Document excerpt:
-----
Whiskey Review: Balcones True Blue 100

Balcones True Blue 100Balcones Distilling is famous for two things: innovative whiskeys, and its former founder, Chip Tate, a man known throughout the distilling community as an uncompromising visionary with an iconoclastic attitude. Tate, who the New York Times describes as “a passionate nonconformist,” founded Balcones in 2008 with the mission to create a truly Texas whisky (yes, without the “e”). Unsatisfied with a plug-and-play approach, Tate built all his equipment himself, even his stills and barrels, and began making spirits with a uniquely Texas flavor using ingredients like blue corn and wildflower honey.

As his distillery grew, Tate’s need for capital grew alongside, and in 2013 he took on outside investment. Almost from the beginning, the partnership was rocky, and by late 2014 Tate had been forced out of Balcones with a buyout and a fifteen month non-compete agreement that precludes him from making whiskey again until later this year. As we learned in an interview with him last year, Tate is laying the groundwork for a new distillery, Tate & Company, where he’ll produce whiskey and, in a slight but exciting departure, brandy.

In the meantime, Balcones Distilling has continued producing the Texas whiskies Tate built his reputation on, including the True Blue series, made from 100% blue corn. The first product ever sold by Balcones was Baby Blue, a young blue corn whisky they still offer today. True Blue 100 is the lower-proof sibling of True Blue Cask Strength, the same spirit but bottled at nearly 60% ABV. The 100 proof point seems to have been chosen to intentionally reference bottled-in-bond bourbons and their reputation for low-key quality and reliability.
-----
Provided data:
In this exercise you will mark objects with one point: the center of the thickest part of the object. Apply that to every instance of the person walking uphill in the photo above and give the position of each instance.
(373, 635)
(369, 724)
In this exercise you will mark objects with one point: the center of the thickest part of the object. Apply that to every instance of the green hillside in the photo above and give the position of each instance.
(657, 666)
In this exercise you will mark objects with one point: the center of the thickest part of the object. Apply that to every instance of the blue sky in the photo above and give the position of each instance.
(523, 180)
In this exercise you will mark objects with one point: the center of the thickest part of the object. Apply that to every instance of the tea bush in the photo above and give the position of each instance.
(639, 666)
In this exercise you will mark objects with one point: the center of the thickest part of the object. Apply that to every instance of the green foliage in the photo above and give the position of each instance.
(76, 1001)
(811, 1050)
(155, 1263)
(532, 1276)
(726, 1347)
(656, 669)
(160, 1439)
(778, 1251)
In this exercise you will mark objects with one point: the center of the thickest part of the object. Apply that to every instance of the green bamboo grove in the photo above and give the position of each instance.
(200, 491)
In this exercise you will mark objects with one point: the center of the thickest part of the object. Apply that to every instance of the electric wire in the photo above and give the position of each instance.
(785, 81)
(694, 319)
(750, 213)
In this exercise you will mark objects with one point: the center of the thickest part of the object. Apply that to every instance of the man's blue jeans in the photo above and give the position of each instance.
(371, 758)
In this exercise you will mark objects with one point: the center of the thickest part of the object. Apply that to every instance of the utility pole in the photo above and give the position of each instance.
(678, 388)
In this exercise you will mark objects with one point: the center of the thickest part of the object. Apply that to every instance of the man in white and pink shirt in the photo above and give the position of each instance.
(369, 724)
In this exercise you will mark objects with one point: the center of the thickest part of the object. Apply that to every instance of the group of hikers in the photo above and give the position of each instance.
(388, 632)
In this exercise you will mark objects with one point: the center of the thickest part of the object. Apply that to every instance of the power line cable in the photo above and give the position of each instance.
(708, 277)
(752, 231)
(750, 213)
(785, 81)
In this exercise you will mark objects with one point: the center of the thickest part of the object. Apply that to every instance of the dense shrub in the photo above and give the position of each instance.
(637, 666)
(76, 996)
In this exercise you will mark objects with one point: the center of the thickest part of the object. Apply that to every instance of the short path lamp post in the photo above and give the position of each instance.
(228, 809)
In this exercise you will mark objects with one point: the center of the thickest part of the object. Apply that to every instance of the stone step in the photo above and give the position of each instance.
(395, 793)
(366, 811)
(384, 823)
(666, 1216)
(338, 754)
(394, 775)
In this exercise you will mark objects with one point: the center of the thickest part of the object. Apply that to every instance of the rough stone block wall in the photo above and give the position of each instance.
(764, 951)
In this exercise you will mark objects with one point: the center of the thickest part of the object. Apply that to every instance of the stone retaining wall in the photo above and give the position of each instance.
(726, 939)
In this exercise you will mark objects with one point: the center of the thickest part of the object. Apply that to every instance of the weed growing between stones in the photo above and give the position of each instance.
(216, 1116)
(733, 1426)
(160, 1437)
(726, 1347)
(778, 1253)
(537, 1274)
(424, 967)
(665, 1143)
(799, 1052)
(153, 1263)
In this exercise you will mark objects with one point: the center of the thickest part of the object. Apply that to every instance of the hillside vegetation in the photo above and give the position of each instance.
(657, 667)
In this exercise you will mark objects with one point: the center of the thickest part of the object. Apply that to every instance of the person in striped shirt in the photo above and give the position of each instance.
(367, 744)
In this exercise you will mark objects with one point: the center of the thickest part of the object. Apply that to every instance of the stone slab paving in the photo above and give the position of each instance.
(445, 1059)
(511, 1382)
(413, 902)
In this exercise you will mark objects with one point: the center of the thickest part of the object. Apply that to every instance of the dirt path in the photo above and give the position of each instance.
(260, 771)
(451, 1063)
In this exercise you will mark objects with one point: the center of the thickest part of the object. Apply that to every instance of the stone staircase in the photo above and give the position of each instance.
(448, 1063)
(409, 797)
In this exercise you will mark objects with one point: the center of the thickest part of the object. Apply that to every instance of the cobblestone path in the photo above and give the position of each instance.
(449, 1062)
-----
What you need to do:
(a) Using the whiskey review, decide whether each statement below agrees with it. For each, answer yes or no and quote the words of the review that settle it.
(i) Chip Tate founded Balcones in 2008.
(ii) Tate bought his stills from an outside supplier.
(iii) True Blue Cask Strength is bottled at a lower proof than True Blue 100.
(b) Name every Balcones whisky that the whiskey review mentions by product name.
(c) Carry on the whiskey review from the point where it stops.

Answers:
(a)
(i) Yes: "founded Balcones in 2008 with the mission to create a truly Texas whisky"
(ii) No: "Tate built all his equipment himself, even his stills and barrels"
(iii) No: "True Blue 100 is the lower-proof sibling of True Blue Cask Strength"

(b) True Blue 100, True Blue Cask Strength, Baby Blue

(c)
True Blue 100 doesn’t carry an age statement, so it’s hard to know whether this spirit was made during Tate’s tenure or not. Regardless, it certainly carries the impression of his influence.

Tasting Notes

Appearance: A rich orange-red color with thick, branching legs

Aroma: Delightful. Corn milk, grass, light brown sugar, pear, creamy vanilla bean gelato, and grilled pineapple spears. Lots of fruity-floral esters.

Palate: Initially quite sweet with strong notes of coconut and pineapple, the mid-palate takes a decidedly drier turn with herbaceous notes of sage and lavender as well as a tangy kind of tannin that comes off as a little medicinal.

Finish: On the dry side with cocoa-like bitterness and gum-tingling tannin. Surprisingly dry for the lushness of the aroma.


If this whisky were a perfume, I’d wear it. I’m a little less sold on the palate and finish. While pleasant, they’re a major departure from the aroma, to the point that this almost feels like two different spirits. And, though it’s bottled at 100 proof, it tastes hotter than that to me (perhaps a function of its lean, tannin-heavy finish). At $70 for a 750 ml bottle, this isn’t an inexpensive whisky, but if you know you enjoy corn spirits and you’re interested in trying something a little different, it’s worth seeking out.